# Shady CL Ad For "Free Rats"



## ksaxton (Apr 20, 2014)

I found this ad on Craigslist, though I know there's barely anyone on the forum who lives near me. Still, this ad is really sad and creepy, especially the "dont ask questions" part. It just sort of confirms all your worst fears about what's probably been done to these poor rats :/
I know it says "not pet material", but Im sure thats just because theyve probably been abused and who knows what else. I think they could be rehabilitated. There's a lot of BYB's in my area and I know there's overcrowding in at least one of them (over 200 rats). So this is probably just someone with a surplus they want to get rid of. I want to take them all before some psycho gets them, but then I dont know where to find homes for all of them as I could only keep 2 max.
https://greenville.craigslist.org/pet/4597405858.html


----------



## Gannyaan (Dec 7, 2012)

God.... who knows what was done to those poor babies... I wish I could help all the rats and animals of this world...


----------



## Capistrono (Apr 12, 2010)

Oh geez....know of any rescues near you? Maybe they have extra room and could take them.


----------



## ksaxton (Apr 20, 2014)

Capistrono said:


> Oh geez....know of any rescues near you? Maybe they have extra room and could take them.

## Problem
Continue the forum thread above about the Craigslist ad offering free rats, starting with ksaxton's reply to Capistrono.

## Available data
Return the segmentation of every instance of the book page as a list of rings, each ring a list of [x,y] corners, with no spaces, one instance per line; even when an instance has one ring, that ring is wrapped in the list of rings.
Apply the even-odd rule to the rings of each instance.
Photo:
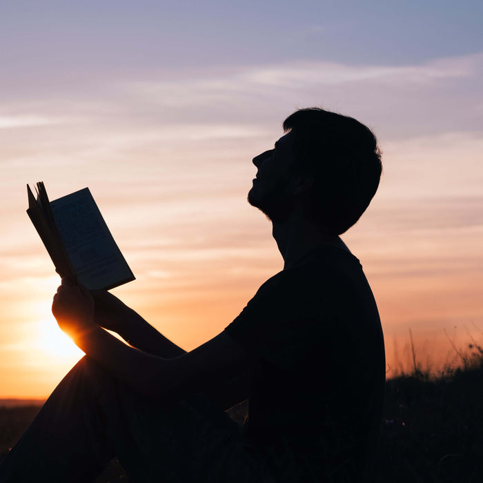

## Solved problem
There actually is, though I don't know if they have the resources right now for 12 extra rats. I'll message them. I posted to the Rat Fan Club fb page to see if anyone is in SC. I live pretty close to the area they're in so I could help transport, I just can't keep 12 extra rats unfortunately :/


Sent from Petguide.com Free App


----------



## ksaxton (Apr 20, 2014)

Well the Rat Fan Club hasn't worked so far, I keep bumping the post hoping someone will comment and nothing yet :/ and yet this other post where a user is literally asking for "comfort words" about their new cage setup has over 100 comments. There's got to be someone in SC among the thousands in that group....right? 


Sent from Petguide.com Free App


----------



## diachuk (Jul 21, 2014)

What did it say? they deleted the ad. 


Sent from Petguide.com Free App


----------



## ksaxton (Apr 20, 2014)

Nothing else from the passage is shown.